Job:
Format the items from the line containing "Point out the woman." through the line containing "[184,336,193,380]" as a Markdown table with the columns Row and Entry. Number each line under Row, put the line under Entry, and omit blank lines.

Data for the task:
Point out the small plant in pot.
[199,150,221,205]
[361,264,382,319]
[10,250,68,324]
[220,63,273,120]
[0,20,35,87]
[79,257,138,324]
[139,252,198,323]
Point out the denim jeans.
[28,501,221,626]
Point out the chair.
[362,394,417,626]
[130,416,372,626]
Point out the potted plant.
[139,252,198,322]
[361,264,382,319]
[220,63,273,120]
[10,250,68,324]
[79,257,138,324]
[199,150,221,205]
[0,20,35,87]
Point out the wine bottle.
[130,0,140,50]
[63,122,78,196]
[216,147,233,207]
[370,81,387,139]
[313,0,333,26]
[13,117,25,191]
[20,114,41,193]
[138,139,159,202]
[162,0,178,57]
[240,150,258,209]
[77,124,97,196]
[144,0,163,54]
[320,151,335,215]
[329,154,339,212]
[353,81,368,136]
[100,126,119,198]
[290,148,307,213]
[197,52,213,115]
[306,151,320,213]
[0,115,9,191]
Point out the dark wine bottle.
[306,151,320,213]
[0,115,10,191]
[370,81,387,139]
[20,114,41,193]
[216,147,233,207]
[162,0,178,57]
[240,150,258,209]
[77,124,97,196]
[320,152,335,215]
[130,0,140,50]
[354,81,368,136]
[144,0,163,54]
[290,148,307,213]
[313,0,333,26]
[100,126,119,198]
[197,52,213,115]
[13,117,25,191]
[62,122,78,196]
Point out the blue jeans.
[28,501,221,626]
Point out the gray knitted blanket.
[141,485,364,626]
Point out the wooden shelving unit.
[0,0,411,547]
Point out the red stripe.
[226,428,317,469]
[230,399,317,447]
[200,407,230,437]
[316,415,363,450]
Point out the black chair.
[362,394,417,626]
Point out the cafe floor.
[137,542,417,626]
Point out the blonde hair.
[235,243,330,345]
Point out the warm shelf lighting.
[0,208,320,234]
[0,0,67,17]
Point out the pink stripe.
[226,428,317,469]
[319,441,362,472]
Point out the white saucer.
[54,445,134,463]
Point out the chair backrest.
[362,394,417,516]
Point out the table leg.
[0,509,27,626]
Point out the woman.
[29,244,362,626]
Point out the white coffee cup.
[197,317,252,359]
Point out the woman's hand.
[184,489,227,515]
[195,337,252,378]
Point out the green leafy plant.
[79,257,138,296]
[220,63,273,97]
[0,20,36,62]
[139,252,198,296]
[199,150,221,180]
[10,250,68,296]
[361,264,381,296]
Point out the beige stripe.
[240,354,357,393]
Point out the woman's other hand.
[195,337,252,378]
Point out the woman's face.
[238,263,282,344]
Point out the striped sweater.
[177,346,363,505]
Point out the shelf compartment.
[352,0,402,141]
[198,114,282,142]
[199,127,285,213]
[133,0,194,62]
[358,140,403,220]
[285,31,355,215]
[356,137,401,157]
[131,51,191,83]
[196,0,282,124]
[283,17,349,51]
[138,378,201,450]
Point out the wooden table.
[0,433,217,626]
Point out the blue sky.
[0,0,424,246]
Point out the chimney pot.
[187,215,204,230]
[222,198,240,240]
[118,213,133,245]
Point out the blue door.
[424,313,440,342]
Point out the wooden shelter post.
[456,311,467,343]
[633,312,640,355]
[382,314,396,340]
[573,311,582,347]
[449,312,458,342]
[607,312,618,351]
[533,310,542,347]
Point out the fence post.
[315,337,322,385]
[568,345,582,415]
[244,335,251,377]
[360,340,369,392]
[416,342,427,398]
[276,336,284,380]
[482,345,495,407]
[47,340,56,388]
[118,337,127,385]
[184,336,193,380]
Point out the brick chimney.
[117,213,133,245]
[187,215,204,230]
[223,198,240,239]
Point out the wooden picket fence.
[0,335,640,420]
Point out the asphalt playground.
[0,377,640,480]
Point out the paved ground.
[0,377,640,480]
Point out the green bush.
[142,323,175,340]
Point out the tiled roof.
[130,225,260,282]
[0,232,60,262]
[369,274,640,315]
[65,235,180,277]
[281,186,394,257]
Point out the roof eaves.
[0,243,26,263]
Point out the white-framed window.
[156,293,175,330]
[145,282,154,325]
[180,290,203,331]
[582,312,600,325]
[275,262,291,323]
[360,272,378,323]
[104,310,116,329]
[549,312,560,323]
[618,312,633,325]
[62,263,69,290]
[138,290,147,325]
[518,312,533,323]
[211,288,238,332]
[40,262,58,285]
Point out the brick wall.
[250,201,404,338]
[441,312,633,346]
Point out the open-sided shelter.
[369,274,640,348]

Answer to the problem:
| Row | Entry |
|---|---|
| 1 | Point out the woman. |
| 2 | [29,244,362,626] |
| 3 | Point out the white coffee cup. |
| 4 | [197,317,252,359] |
| 5 | Point out the woman's hand. |
| 6 | [184,489,227,515] |
| 7 | [195,337,252,378] |
| 8 | Point out the green leafy plant. |
| 9 | [79,257,138,296] |
| 10 | [220,63,273,97] |
| 11 | [0,20,36,62] |
| 12 | [139,252,198,296] |
| 13 | [199,150,221,180] |
| 14 | [10,250,68,296] |
| 15 | [361,264,381,296] |
| 16 | Point out the beige stripe. |
| 17 | [240,354,357,393] |
| 18 | Point out the woman's other hand. |
| 19 | [195,337,252,378] |
| 20 | Point out the woman's face. |
| 21 | [238,263,282,344] |
| 22 | Point out the striped sweater. |
| 23 | [177,346,363,505] |
| 24 | Point out the shelf compartment. |
| 25 | [352,0,402,141] |
| 26 | [198,114,282,142] |
| 27 | [199,127,285,213] |
| 28 | [133,0,194,62] |
| 29 | [358,140,403,220] |
| 30 | [285,31,355,215] |
| 31 | [356,137,401,157] |
| 32 | [131,51,191,83] |
| 33 | [196,0,282,124] |
| 34 | [283,17,349,51] |
| 35 | [138,378,201,450] |
| 36 | Point out the wooden table. |
| 37 | [0,433,217,626] |
| 38 | Point out the blue sky. |
| 39 | [0,0,424,246] |
| 40 | Point out the chimney pot. |
| 41 | [187,215,204,230] |
| 42 | [222,198,240,240] |
| 43 | [118,213,133,245] |
| 44 | Point out the blue door. |
| 45 | [424,313,440,342] |
| 46 | Point out the wooden shelter post. |
| 47 | [456,311,467,343] |
| 48 | [633,312,640,355] |
| 49 | [382,314,396,340] |
| 50 | [573,311,582,347] |
| 51 | [449,312,458,342] |
| 52 | [607,312,618,351] |
| 53 | [533,310,542,347] |
| 54 | Point out the fence post. |
| 55 | [315,337,322,385] |
| 56 | [568,345,582,415] |
| 57 | [244,335,251,377] |
| 58 | [360,340,369,392] |
| 59 | [416,342,427,398] |
| 60 | [276,336,284,380] |
| 61 | [482,345,495,407] |
| 62 | [47,340,56,388] |
| 63 | [118,337,127,385] |
| 64 | [184,336,193,380] |